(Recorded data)
╭──
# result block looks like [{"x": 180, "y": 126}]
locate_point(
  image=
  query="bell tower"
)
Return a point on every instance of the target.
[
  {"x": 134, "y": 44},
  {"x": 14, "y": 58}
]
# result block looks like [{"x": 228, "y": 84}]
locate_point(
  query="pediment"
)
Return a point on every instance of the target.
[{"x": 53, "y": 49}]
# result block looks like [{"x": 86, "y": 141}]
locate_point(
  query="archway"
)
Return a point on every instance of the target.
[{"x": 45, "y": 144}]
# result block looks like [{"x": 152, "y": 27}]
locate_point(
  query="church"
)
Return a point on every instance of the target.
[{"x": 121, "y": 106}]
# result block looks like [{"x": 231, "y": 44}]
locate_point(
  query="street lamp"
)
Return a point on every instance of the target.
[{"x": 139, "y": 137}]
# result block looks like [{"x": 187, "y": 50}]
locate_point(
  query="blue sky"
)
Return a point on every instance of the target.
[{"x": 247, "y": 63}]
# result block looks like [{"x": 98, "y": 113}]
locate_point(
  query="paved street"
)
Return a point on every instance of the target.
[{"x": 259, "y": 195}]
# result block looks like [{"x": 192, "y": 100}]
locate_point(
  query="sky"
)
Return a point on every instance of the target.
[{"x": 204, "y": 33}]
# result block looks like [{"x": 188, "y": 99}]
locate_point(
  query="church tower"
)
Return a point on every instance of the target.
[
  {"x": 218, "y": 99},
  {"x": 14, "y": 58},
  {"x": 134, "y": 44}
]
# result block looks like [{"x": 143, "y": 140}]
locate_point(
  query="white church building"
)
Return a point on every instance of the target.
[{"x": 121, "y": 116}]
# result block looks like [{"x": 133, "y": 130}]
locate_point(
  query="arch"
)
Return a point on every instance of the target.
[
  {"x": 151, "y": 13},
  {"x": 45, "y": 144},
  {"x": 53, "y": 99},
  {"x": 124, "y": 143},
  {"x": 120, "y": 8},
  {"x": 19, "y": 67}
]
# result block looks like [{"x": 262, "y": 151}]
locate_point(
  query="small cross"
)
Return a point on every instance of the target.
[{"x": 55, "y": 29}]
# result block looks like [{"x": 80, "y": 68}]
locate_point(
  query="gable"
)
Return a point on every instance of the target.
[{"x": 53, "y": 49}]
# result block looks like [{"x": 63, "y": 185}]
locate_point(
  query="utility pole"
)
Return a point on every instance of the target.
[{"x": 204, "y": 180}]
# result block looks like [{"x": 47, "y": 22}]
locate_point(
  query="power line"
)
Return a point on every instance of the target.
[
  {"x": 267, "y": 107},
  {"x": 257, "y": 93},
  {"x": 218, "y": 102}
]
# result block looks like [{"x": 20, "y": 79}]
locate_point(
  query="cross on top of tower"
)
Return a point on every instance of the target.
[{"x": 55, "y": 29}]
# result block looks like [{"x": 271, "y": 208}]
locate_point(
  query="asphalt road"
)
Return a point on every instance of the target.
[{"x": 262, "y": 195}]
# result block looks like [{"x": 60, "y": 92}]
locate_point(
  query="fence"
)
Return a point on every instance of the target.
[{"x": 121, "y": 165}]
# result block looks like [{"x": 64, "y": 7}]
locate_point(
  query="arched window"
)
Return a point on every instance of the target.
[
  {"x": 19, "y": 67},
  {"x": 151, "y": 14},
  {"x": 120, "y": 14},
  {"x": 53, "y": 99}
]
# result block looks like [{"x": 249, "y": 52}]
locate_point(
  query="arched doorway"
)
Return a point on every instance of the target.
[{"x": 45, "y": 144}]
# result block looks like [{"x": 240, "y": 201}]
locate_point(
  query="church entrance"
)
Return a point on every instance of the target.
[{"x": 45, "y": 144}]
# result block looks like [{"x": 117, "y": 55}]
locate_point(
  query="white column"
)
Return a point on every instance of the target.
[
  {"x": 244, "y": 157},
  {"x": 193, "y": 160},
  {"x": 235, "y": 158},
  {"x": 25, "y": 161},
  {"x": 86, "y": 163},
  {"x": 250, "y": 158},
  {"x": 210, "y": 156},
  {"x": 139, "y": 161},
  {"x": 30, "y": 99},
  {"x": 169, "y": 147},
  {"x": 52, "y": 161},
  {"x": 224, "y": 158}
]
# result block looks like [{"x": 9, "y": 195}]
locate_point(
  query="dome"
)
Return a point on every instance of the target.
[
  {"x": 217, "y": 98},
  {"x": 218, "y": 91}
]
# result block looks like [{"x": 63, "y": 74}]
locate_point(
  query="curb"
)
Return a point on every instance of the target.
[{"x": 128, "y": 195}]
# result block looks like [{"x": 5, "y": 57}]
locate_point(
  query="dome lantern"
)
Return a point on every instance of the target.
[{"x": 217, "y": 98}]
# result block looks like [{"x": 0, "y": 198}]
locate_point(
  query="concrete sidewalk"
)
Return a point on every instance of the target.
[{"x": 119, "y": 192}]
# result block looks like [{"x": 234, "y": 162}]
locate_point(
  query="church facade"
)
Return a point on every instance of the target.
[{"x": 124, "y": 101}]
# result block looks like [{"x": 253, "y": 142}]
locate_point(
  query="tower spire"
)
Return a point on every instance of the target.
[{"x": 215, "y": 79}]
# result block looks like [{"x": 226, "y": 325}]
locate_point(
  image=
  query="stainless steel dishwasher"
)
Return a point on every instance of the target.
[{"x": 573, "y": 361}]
╰──
THE TASK ::
This exercise requires an exact copy of all the records.

TASK OUTPUT ::
# result block looks like [{"x": 180, "y": 126}]
locate_point(
  image=
  query="bell tower"
)
Return a point on every instance of the target.
[
  {"x": 134, "y": 44},
  {"x": 14, "y": 58}
]
# result block looks like [{"x": 228, "y": 84}]
locate_point(
  query="pediment"
)
Return a point on every instance of the target.
[{"x": 53, "y": 49}]
# result block looks like [{"x": 86, "y": 141}]
locate_point(
  query="archway"
)
Return a point on every instance of the target.
[{"x": 45, "y": 144}]
# result block looks like [{"x": 152, "y": 27}]
locate_point(
  query="church"
)
Return a point on every instance of the target.
[{"x": 121, "y": 106}]
# result block looks like [{"x": 231, "y": 44}]
locate_point(
  query="street lamp"
)
Return a point on every instance of the target.
[{"x": 139, "y": 137}]
# result block looks like [{"x": 187, "y": 50}]
locate_point(
  query="blue sky"
)
Return a point on every instance of the target.
[{"x": 247, "y": 63}]
# result block looks like [{"x": 98, "y": 113}]
locate_point(
  query="paved street"
)
Return a point on every instance of the target.
[{"x": 259, "y": 195}]
# result block looks like [{"x": 192, "y": 100}]
locate_point(
  query="sky"
)
Return a point on every instance of the target.
[{"x": 204, "y": 33}]
# result block looks like [{"x": 188, "y": 99}]
locate_point(
  query="church tower"
)
Return a point on every instance of the target.
[
  {"x": 218, "y": 99},
  {"x": 14, "y": 58},
  {"x": 134, "y": 44}
]
# result block looks like [{"x": 143, "y": 140}]
locate_point(
  query="white church building"
)
Return a point on every instance of the target.
[{"x": 121, "y": 116}]
# result block looks like [{"x": 133, "y": 130}]
locate_point(
  query="arch"
)
Return a point on every instance of the target.
[
  {"x": 151, "y": 13},
  {"x": 45, "y": 144},
  {"x": 53, "y": 99},
  {"x": 124, "y": 143},
  {"x": 120, "y": 8},
  {"x": 19, "y": 67}
]
# result block looks like [{"x": 262, "y": 151}]
locate_point(
  query="small cross"
)
Return a point on every instance of the target.
[{"x": 55, "y": 29}]
# result block looks like [{"x": 80, "y": 68}]
locate_point(
  query="gable"
)
Return a point on every instance of the target.
[{"x": 53, "y": 49}]
# result block looks like [{"x": 63, "y": 185}]
locate_point(
  query="utility pole"
)
Return a point on every instance of the target.
[{"x": 204, "y": 180}]
# result block looks like [{"x": 47, "y": 22}]
locate_point(
  query="power line"
)
Return a point on every instance of the target.
[
  {"x": 267, "y": 107},
  {"x": 257, "y": 93},
  {"x": 218, "y": 102}
]
# result block looks like [{"x": 20, "y": 79}]
locate_point(
  query="cross on top of tower"
)
Return a point on every instance of the target.
[{"x": 55, "y": 29}]
# result block looks like [{"x": 271, "y": 208}]
locate_point(
  query="asphalt road"
)
Return a point on every instance of the target.
[{"x": 262, "y": 195}]
# result block looks like [{"x": 60, "y": 92}]
locate_point(
  query="fence"
)
Return a point on every instance of the target.
[{"x": 121, "y": 165}]
# result block looks like [{"x": 64, "y": 7}]
locate_point(
  query="arched window"
)
Return a point on every instance of the target.
[
  {"x": 19, "y": 67},
  {"x": 151, "y": 14},
  {"x": 120, "y": 14},
  {"x": 53, "y": 99}
]
# result block looks like [{"x": 249, "y": 52}]
locate_point(
  query="arched doorway"
)
Return a point on every instance of the target.
[{"x": 45, "y": 144}]
# result block looks like [{"x": 240, "y": 201}]
locate_point(
  query="church entrance"
)
Return a point on every instance of the target.
[{"x": 45, "y": 144}]
# result block looks like [{"x": 117, "y": 55}]
locate_point(
  query="white column"
)
Return a point on every instance of the target.
[
  {"x": 244, "y": 157},
  {"x": 193, "y": 160},
  {"x": 235, "y": 158},
  {"x": 25, "y": 161},
  {"x": 86, "y": 163},
  {"x": 250, "y": 158},
  {"x": 210, "y": 156},
  {"x": 139, "y": 161},
  {"x": 30, "y": 99},
  {"x": 169, "y": 147},
  {"x": 52, "y": 161},
  {"x": 224, "y": 158}
]
# result block looks like [{"x": 9, "y": 195}]
locate_point(
  query="dome"
)
Return a point on every instance of the target.
[
  {"x": 217, "y": 98},
  {"x": 218, "y": 91}
]
# result block looks like [{"x": 63, "y": 74}]
locate_point(
  query="curb"
)
Return a point on every instance of the target.
[{"x": 128, "y": 195}]
# result block looks like [{"x": 5, "y": 57}]
locate_point(
  query="dome lantern"
)
Return a point on every instance of the target.
[{"x": 217, "y": 98}]
# result block looks like [{"x": 0, "y": 198}]
locate_point(
  query="concrete sidewalk"
)
Return a point on every instance of the target.
[{"x": 119, "y": 192}]
# result block looks like [{"x": 234, "y": 162}]
locate_point(
  query="church facade"
)
Return a point on every instance of the target.
[{"x": 124, "y": 101}]
# result block looks like [{"x": 253, "y": 142}]
locate_point(
  query="tower spire"
)
Return a point on every instance of the target.
[{"x": 215, "y": 79}]
# result block looks like [{"x": 226, "y": 325}]
locate_point(
  image=
  query="stainless steel dishwasher"
)
Return a point on every instance of the target.
[{"x": 573, "y": 361}]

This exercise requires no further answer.